TASK DIRECTIONS -> Copy every line of the entries from the start up to and including the line containing "268 147 L 282", leaving out the pictures. In that copy, shift each coordinate in the path outlines by -66.

INFORMATION PROVIDED ->

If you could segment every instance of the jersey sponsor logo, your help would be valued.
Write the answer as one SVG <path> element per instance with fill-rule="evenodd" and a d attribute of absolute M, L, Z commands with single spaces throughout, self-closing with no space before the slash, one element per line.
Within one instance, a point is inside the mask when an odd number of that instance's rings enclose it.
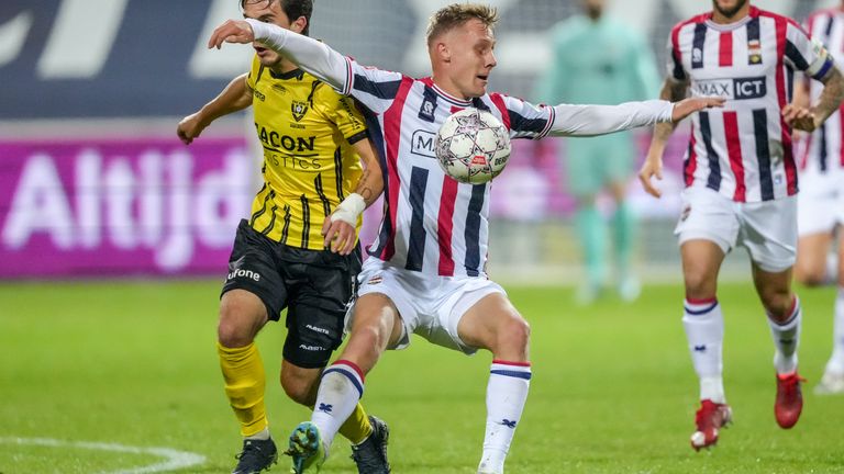
<path fill-rule="evenodd" d="M 316 326 L 311 326 L 311 325 L 304 325 L 304 327 L 307 327 L 308 329 L 310 329 L 310 330 L 312 330 L 314 332 L 321 332 L 321 334 L 324 334 L 324 335 L 329 334 L 329 330 L 325 329 L 325 328 L 318 328 Z"/>
<path fill-rule="evenodd" d="M 427 158 L 436 158 L 434 140 L 436 135 L 429 131 L 415 131 L 410 138 L 410 153 Z"/>
<path fill-rule="evenodd" d="M 268 147 L 282 148 L 287 151 L 313 151 L 315 136 L 310 137 L 291 137 L 289 135 L 281 135 L 274 129 L 267 129 L 259 124 L 255 124 L 255 128 L 258 131 L 258 138 Z"/>
<path fill-rule="evenodd" d="M 764 77 L 708 79 L 695 83 L 697 95 L 722 97 L 729 100 L 759 99 L 767 94 Z"/>
<path fill-rule="evenodd" d="M 304 117 L 304 114 L 308 113 L 308 102 L 292 101 L 292 103 L 290 103 L 290 112 L 293 113 L 293 119 L 296 119 L 297 122 L 301 121 Z"/>
<path fill-rule="evenodd" d="M 252 279 L 254 281 L 260 281 L 260 273 L 253 271 L 253 270 L 233 270 L 229 273 L 229 280 L 234 280 L 236 278 L 247 278 Z"/>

REPLY ->
If you could segment every instance of the jersey sponsor logo, your help would be valued.
Write the answer as one SVG <path> element per instance with fill-rule="evenodd" and a d attribute of absolute M, L, Z commands with single spaces throughout, self-closing with no space before the slash, one element per line.
Within one instance, a point is inside the mask when an odd number of that instance's rings enclose it.
<path fill-rule="evenodd" d="M 250 260 L 245 260 L 245 259 L 238 259 L 238 261 L 241 261 L 242 263 L 244 263 L 244 264 L 246 264 L 248 266 L 255 266 L 255 268 L 258 268 L 258 269 L 263 268 L 263 264 L 259 263 L 259 262 L 252 262 Z"/>
<path fill-rule="evenodd" d="M 361 92 L 370 92 L 368 74 L 370 69 L 363 65 L 349 65 L 344 72 L 344 87 Z"/>
<path fill-rule="evenodd" d="M 202 81 L 216 82 L 221 85 L 247 85 L 249 70 L 244 71 L 225 71 L 223 69 L 215 69 L 208 63 L 201 63 L 193 58 L 189 58 L 189 62 L 192 65 L 192 72 Z"/>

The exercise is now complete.